**** Study text ****

In addition to enhancing Deaconess Clinic’s existing remote patient monitoring program, the CARES Act funding is supporting a pilot telehealth program with the two Area Agencies on Aging (AAA), distributing telehealth technologies to elders without traditional access to their primary care physicians.


Primary Care Grant
Another HRSA-funded grant in the College of Nursing and Health Professions, the Primary Care Grant, received $78,571 in CARES funding to provide training and equipment for rural primary care offices in telehealth. 

Dr. Tracy Kinner, Clinical Assistant Professor of Nursing and one of the primary investigators, said the Primary Care Grant team is developing clinical simulations regarding telehealth in the primary care setting.

“It is important for nursing students to learn about telehealth because it allows healthcare to be delivered without physical and geographical barriers,” said Kinner. “Especially during this pandemic, patients who may be high risk for COVID can still obtain healthcare without having to be in a healthcare facility where they could be exposed to COVID. Furthermore, nurses can focus on patient care and meet a person where he or she is, increasing the convenience to the patient.”

Kinner said the CARES Act funding purchased telehealth equipment for the health clinics at Glenwood, Lodge and Cedar Hall schools so the students and clinic patients can be seen remotely. She credited Alli Flowers and Brandy Sitzman at Deaconess who were instrumental in getting the telehealth equipment installed and running at those clinics.

Kinner is also helping develop a plan to purchase equipment for USI campus apartments and residence halls to monitor students who are isolating because of COVID-19. 


Psychiatric Mental Health NP
Telehealth has become a necessary part of students completing clinical hours during the pandemic. Dr. Kathy Riedford, Associate Professor of Nursing, has worked with several sites to use telehealth with her Psychiatric Mental Health Nurse Practitioner students to accomplish their clinical goals.

“Use of telehealth or telemedicine has expanded healthcare services to many clients who would otherwise be without care. In this time of social restrictions due to consequences of the pandemic, telehealth has been a major benefit to many,” said Reidford. “A great number of students, particularly those in behavioral health specialties, participated in telehealth client visits with preceptors during 2020 clinical experiences. For most of these students, it was a novel experience and innovative way to reach anguished and paranoid clients.”

**** Exercise data ****

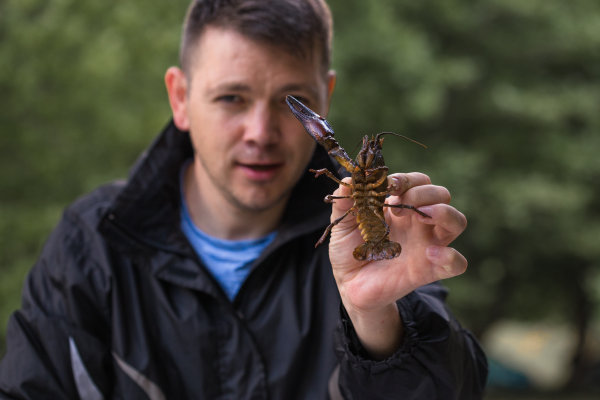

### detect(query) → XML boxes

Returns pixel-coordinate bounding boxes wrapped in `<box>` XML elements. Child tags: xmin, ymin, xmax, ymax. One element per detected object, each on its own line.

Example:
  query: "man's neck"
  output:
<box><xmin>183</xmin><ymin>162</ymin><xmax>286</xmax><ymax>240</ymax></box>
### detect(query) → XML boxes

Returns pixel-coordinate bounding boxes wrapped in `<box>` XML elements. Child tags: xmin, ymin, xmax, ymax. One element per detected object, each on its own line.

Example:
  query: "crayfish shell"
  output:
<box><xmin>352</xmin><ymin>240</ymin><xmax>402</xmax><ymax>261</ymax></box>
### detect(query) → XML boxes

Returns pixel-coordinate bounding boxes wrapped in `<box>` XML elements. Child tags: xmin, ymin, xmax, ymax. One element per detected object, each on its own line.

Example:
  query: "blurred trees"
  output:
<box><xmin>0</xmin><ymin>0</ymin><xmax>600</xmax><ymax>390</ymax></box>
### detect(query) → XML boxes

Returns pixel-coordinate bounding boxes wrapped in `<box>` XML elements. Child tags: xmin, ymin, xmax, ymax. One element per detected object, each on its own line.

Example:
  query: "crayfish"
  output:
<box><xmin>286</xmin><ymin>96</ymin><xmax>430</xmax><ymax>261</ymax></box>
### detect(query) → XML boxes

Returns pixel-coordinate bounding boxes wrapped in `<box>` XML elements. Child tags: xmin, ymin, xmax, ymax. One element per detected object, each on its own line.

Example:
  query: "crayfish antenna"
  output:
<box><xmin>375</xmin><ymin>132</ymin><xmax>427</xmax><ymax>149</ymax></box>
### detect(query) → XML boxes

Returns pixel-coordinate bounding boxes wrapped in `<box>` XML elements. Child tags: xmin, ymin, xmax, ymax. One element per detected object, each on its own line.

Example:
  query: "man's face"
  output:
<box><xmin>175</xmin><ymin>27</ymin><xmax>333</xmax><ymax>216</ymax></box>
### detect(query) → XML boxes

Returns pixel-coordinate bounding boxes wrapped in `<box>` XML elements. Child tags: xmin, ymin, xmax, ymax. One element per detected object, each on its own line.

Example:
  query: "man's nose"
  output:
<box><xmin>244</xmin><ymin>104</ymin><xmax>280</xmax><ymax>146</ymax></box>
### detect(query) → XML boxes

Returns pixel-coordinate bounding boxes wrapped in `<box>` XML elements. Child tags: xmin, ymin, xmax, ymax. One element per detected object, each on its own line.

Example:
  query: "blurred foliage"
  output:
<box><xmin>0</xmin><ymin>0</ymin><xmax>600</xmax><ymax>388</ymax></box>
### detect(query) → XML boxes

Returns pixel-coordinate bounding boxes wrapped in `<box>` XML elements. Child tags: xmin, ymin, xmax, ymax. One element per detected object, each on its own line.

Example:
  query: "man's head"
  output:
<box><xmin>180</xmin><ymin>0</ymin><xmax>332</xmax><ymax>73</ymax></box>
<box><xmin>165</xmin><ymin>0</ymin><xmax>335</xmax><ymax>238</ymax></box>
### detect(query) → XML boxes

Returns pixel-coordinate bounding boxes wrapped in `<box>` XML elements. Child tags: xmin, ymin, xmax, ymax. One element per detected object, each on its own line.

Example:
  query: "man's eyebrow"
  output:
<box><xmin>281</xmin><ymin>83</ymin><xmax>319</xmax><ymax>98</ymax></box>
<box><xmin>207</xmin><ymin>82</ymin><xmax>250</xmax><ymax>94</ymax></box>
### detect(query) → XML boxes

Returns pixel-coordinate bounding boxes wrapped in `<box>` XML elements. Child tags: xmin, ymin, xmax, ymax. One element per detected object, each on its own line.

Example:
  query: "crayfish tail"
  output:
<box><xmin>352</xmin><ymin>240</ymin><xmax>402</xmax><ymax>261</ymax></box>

****
**** Exercise data ****

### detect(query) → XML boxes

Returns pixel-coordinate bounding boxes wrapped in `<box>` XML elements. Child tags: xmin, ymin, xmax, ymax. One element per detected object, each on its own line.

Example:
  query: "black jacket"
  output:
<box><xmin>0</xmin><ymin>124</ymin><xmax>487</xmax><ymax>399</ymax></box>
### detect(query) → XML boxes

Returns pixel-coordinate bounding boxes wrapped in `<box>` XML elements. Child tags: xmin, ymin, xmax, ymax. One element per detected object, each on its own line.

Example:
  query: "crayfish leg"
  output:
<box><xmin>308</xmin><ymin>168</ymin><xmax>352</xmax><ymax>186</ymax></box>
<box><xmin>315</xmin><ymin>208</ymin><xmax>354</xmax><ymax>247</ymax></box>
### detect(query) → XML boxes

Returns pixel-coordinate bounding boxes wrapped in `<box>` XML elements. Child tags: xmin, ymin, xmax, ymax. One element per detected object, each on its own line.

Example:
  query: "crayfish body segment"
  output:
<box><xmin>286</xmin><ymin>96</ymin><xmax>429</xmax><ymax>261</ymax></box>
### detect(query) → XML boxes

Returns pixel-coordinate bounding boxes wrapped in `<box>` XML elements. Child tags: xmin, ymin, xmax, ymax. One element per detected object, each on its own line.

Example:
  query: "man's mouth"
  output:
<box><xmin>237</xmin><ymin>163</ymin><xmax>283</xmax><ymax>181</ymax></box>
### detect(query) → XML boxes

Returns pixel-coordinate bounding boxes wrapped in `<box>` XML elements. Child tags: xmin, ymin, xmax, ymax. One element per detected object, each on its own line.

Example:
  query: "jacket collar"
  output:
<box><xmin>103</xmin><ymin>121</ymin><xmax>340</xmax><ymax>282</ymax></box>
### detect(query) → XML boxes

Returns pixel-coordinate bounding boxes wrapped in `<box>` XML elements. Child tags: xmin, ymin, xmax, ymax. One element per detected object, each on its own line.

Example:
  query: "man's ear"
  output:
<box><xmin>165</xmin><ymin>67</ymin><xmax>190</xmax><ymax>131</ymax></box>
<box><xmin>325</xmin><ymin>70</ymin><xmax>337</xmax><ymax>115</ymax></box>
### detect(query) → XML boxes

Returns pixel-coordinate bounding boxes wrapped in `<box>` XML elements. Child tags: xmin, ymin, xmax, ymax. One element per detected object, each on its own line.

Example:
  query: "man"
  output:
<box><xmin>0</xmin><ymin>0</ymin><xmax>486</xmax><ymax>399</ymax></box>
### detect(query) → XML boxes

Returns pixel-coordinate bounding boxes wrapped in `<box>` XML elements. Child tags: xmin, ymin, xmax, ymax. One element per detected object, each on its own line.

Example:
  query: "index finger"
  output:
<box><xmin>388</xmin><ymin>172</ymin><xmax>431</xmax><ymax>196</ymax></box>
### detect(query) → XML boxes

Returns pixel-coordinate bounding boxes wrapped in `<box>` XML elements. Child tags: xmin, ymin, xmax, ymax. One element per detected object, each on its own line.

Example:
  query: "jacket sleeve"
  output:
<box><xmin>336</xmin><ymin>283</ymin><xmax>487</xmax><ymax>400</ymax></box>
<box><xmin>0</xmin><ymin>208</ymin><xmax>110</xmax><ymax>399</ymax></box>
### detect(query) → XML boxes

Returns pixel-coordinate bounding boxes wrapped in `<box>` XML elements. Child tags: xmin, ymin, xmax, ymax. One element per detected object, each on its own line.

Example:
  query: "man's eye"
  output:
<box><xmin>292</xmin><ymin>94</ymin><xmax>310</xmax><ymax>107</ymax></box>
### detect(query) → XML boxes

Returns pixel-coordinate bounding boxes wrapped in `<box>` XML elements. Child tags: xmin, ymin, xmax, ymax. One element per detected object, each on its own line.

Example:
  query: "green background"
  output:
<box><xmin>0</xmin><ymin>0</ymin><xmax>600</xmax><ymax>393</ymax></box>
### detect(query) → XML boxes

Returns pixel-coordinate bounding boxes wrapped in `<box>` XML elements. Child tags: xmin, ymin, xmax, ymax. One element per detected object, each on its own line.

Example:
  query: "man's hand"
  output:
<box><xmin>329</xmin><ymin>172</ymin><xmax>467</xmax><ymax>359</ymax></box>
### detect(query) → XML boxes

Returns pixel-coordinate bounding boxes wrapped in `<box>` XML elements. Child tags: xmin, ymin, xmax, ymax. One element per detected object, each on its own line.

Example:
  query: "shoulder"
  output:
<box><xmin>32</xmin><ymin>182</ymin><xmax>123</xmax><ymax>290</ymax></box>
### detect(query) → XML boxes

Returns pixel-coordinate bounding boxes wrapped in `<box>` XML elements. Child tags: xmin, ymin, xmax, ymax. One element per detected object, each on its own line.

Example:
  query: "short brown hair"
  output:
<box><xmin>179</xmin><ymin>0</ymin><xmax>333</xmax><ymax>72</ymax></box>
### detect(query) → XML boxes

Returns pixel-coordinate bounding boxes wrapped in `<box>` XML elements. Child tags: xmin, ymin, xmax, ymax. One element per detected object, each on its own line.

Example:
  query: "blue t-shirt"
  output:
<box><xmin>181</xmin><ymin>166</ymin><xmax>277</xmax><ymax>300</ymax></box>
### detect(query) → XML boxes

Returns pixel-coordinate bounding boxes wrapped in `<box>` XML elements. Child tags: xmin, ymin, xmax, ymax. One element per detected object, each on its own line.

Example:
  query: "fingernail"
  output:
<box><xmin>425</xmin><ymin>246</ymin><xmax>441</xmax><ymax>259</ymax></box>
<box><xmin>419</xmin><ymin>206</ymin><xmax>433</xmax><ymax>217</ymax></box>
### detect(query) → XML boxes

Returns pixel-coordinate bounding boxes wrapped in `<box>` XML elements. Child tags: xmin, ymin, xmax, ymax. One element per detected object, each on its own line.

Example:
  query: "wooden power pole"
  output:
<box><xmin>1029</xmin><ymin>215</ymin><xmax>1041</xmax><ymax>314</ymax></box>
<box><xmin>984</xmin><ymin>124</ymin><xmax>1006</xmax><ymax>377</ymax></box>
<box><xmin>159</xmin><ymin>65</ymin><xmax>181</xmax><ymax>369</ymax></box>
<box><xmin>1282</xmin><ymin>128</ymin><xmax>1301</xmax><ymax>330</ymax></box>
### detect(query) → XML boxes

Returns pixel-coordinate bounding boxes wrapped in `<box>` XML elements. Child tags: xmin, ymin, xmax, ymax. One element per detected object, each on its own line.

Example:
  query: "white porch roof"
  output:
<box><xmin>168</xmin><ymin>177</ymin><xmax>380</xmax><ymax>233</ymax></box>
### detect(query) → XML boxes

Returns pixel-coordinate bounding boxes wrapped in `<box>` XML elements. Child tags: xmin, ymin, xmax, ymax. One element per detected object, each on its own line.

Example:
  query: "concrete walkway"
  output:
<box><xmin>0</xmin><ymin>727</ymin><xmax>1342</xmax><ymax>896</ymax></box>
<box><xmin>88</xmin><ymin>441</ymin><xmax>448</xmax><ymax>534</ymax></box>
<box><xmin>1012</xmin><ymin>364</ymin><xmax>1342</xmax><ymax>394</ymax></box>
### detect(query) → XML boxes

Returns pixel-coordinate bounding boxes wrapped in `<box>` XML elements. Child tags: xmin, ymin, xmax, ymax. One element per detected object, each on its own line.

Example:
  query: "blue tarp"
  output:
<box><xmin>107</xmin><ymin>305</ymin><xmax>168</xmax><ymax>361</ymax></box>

****

What you need to do:
Decide whether each statement agrees with the telehealth text, answering yes or no and quoting the words from the text that settle it: (a) The Primary Care Grant received $78,571 in CARES funding. (b) CARES Act funding has already bought equipment for USI campus apartments and residence halls. (c) The pilot telehealth program works with two Area Agencies on Aging.

Response:
(a) Yes: "received $78,571 in CARES funding"
(b) No: "Kinner is also helping develop a plan to purchase equipment for USI campus apartments and residence halls"
(c) Yes: "a pilot telehealth program with the two Area Agencies on Aging (AAA)"